**EXTRACT**
____________
Robert Arneson

Robert Carston Arneson (September 4, 1930 – November 2, 1992) was an American sculptor and professor of ceramics in the Art department at UC Davis for four decades.

Arneson was born in Benicia, California, then a small blue-collar town. He graduated from Benicia High School and spent much of his early life as a cartoonist for a local paper. Arneson studied art education in Oakland, California and went on to receive an MFA in 1958.

Starting in the 1960s, Arneson and several other California artists began to abandon the traditional manufacture of functional items in favor of using everyday objects to make confrontational statements. The new movement was dubbed ” Funk Art,” and Arneson is considered the “father of the ceramic Funk movement.”
Arneson used common objects in his work, which included both ceramic sculptures and drawings. He appeared in many of his own pieces – as a chef, a man picking his nose, a jean-jacketed hipster in sunglasses.

Even his Eggheads bear a self-resemblance. Among the last works Arneson completed before his death, the last of the Eggheads were installed on campus at UC Davis in 1994. The controversial pieces continue to serve as a source of interest and discussion on the campus, even inspiring a campus blog by the same name.

One of Arneson’s most famous and controversial works is a bust of George Moscone, the mayor of San Francisco who was assassinated in 1978. Inscribed on the pedestal of the bust are words representing events in Moscone’s life, including his assassination: the words “Bang Bang Bang Bang” and “Harvey Milk Too!” are visible in on the front of the pedestal.

Arneson’s teaching career began soon after receiving his MFA degree, with a stint at Santa Rosa Junior College, in Santa Rosa, CA (1958-59). This was followed by a position at Fremont High School (1959-60) in Oakland, CA, before advancing to teach design and crafts at Mills College, also located in Oakland (1960-62).
____________
**TASK LIST**
1. Name every school or college at which the Robert Arneson text says he taught.
2. Pick up the Robert Arneson text after its final sentence and resume the account of his life and work.
The records play no part in the work on the Robert Arneson text.

Recorded data:
____________
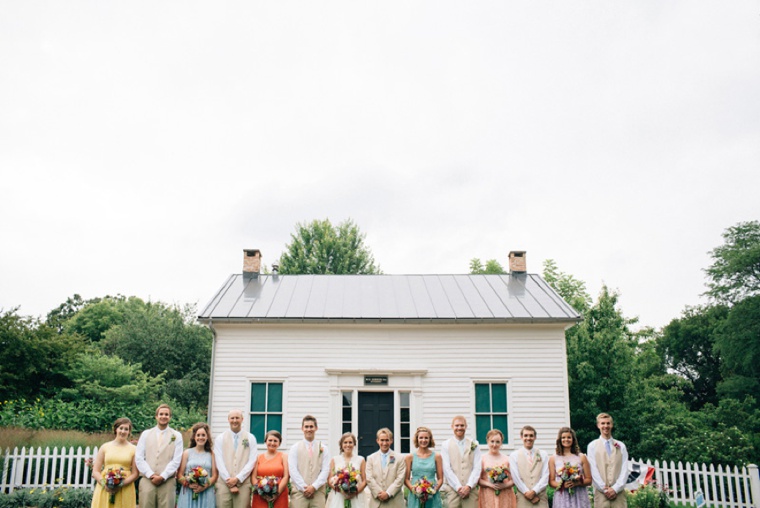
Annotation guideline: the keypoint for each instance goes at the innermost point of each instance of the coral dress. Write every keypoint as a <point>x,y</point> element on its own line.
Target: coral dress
<point>488,497</point>
<point>562,497</point>
<point>116,456</point>
<point>270,467</point>
<point>207,498</point>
____________
**RESPONSES BY TASK**
1. UC Davis, Santa Rosa Junior College, Fremont High School, Mills College

2.
Arneson’s next appointment (in 1962) was at UC Davis, where his gifts were recognized by Richard L. Nelson, who had founded the Art Department. It was during this period of the early 60s that Nelson was assembling a faculty that would come to be celebrated as one of the most prestigious in the nation. In addition to Arneson, Nelson had also selected Manuel Neri, Wayne Thiebaud and William T. Wiley, each of whom would go on to achieve international recognition.

Initially hired to teach design classes (in the College of Agriculture), it was Arneson who established the ceramic sculpture program for the Art Department. It was in many ways a bold and radical move, in that ceramics were not yet recognized as a medium appropriate for fine art at that time.

Since its founding, the campus ceramics studio has been housed in a corrugated metal building known as TB-9, and it was here that Arneson held court for nearly three decades until his retirement in the summer of 1991. Although he had been ill for some time, Arneson worked under difficult circumstances in order to conclude his academic career in an orderly manner.

Arneson’s fame is far-reaching, and his works can be found in public and private collections around the world, including the Chicago Art Institute, The Contemporary Museum, Honolulu, the Hirshhorn Museum and Sculpture Garden (Washington, D.C.), the Metropolitan Museum of Art (New York City), the Museum of Contemporary Art (Kyoto, Japan), the San Francisco Museum of Modern Art, the Smithsonian American Art Museum, the Whitney Museum of American Art (New York City) and the U.S. Embassy in Yeravan, Armenia. His creations are also at the Lowe Art Museum in Coral Gables, Florida.

The Nelson Gallery at UC Davis, where Arneson was a faculty member, owns 70 of the artist’s works, including The Palace at 9 a.m., which is currently on display in the gallery. The 70-square-foot (6.5 m2) earthenware sculpture, a depiction of his former Davis residence, is considered among his most famous sculptures. Several of his etchings and lithographs also are on display in the library.
Arneson died on November 2, 1992, after a long battle with cancer.